### Extract to read
|

About Speech Recognition
A speech signal is complex and encodes far more information
than can be analyzed and processed in real-time. Therefore,
speech recognition systems typically use a speech feature
extractor as a front-end pre-processor. Its input is a sequence
of speech signals, and its output is a sequence of speech
vectors that characterize key features of the input speech.
These vectors are then fed into a recognizer that determines
what words were spoken.
The most common front end extracts Mel-frequency Cepstral
coefficients (MFCs), but recent research
indicates that the Auditory Image Model (AIM)
might also offer high performance. Hidden Markov models (HMMs)
are used as the back-end recognizer in all commercial products,
but neural network recognizers are also being studied. One
neural network recognizer that can recognize continuous
speech is Learning Vector Quantization (LVQ).

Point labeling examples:
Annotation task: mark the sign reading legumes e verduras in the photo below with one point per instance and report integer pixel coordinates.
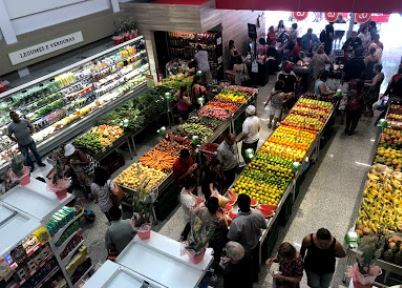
(44, 48)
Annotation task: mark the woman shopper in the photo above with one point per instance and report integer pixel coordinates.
(183, 103)
(354, 107)
(188, 201)
(290, 267)
(319, 262)
(373, 91)
(275, 102)
(101, 190)
(250, 132)
(240, 71)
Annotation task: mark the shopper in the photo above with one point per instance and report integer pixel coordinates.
(322, 250)
(119, 233)
(202, 58)
(78, 165)
(246, 229)
(233, 53)
(355, 67)
(188, 201)
(280, 29)
(319, 61)
(374, 86)
(184, 167)
(309, 42)
(290, 267)
(20, 131)
(198, 89)
(274, 103)
(227, 157)
(240, 71)
(211, 222)
(101, 189)
(370, 60)
(237, 271)
(320, 88)
(212, 178)
(271, 37)
(354, 106)
(250, 132)
(183, 103)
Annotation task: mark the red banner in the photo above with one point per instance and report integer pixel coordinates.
(331, 16)
(362, 17)
(359, 6)
(300, 15)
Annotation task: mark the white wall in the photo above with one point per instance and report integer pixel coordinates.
(23, 16)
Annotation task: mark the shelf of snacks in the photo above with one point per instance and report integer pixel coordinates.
(67, 102)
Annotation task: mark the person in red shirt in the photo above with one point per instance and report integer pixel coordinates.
(271, 37)
(184, 166)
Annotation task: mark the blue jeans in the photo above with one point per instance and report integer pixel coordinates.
(25, 151)
(315, 280)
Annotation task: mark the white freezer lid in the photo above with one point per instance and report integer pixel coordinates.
(160, 259)
(112, 275)
(35, 199)
(14, 227)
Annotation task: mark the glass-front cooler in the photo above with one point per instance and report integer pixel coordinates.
(63, 104)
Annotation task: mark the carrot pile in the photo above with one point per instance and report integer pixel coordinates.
(158, 160)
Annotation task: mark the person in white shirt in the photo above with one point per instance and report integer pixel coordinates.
(203, 63)
(227, 158)
(250, 132)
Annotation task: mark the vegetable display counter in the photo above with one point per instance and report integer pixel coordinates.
(67, 102)
(380, 214)
(149, 179)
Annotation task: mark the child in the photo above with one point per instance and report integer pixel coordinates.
(275, 101)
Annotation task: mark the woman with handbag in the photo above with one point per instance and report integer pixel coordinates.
(102, 190)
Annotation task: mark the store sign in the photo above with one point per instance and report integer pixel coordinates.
(362, 17)
(331, 16)
(299, 16)
(44, 48)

### Tasks to complete
1 - Please summarize the speech recognition text in two sentences.
2 - Carry on the speech recognition text, starting after its last sentence.

### Solved tasks
1 - Because a speech signal holds more information than can be analyzed and processed in real time, speech recognition systems usually run it through a feature extractor that outputs speech vectors, which a recognizer then uses to determine what words were spoken. Mel-frequency Cepstral coefficients are the most common front end, though the Auditory Image Model might also offer high performance, and while all commercial products use hidden Markov models as the recognizer, neural network recognizers such as Learning Vector Quantization are also being studied.

2 -
Tanner Labs has studied and enhanced all the aforementioned
front ends and back ends, with a focus on computationally
efficient algorithms and implementations, and on systems and
architectures that achieve high performance even under noisy,
stressful, or otherwise adverse conditions. For example, we
are currently developing lip reading
technology to exploit visual cues that can play a significant
role in human speech recognition, even in those with typical
hearing abilities, a phenomenon known as the McGurk
Effect.
Mel-Frequency Cepstral Coefficients (MFCs)
Mel-frequency Cepstral coefficients (MFCs) are obtained by
a Fourier transform of short speech segments into the frequency
domain, a computation of the logarithm of the amplitude spectrum,
and an inverse Fourier transform back to the time domain.
MFCs have proved to be features that are useful for speech
recognition, and they are widely used commercially and in
research environments.
Tanner Labs has used MFC extractor front-ends in much of
our research, and we have studied whether various additional
parameters can improve performance.
Auditory Image Model (AIM)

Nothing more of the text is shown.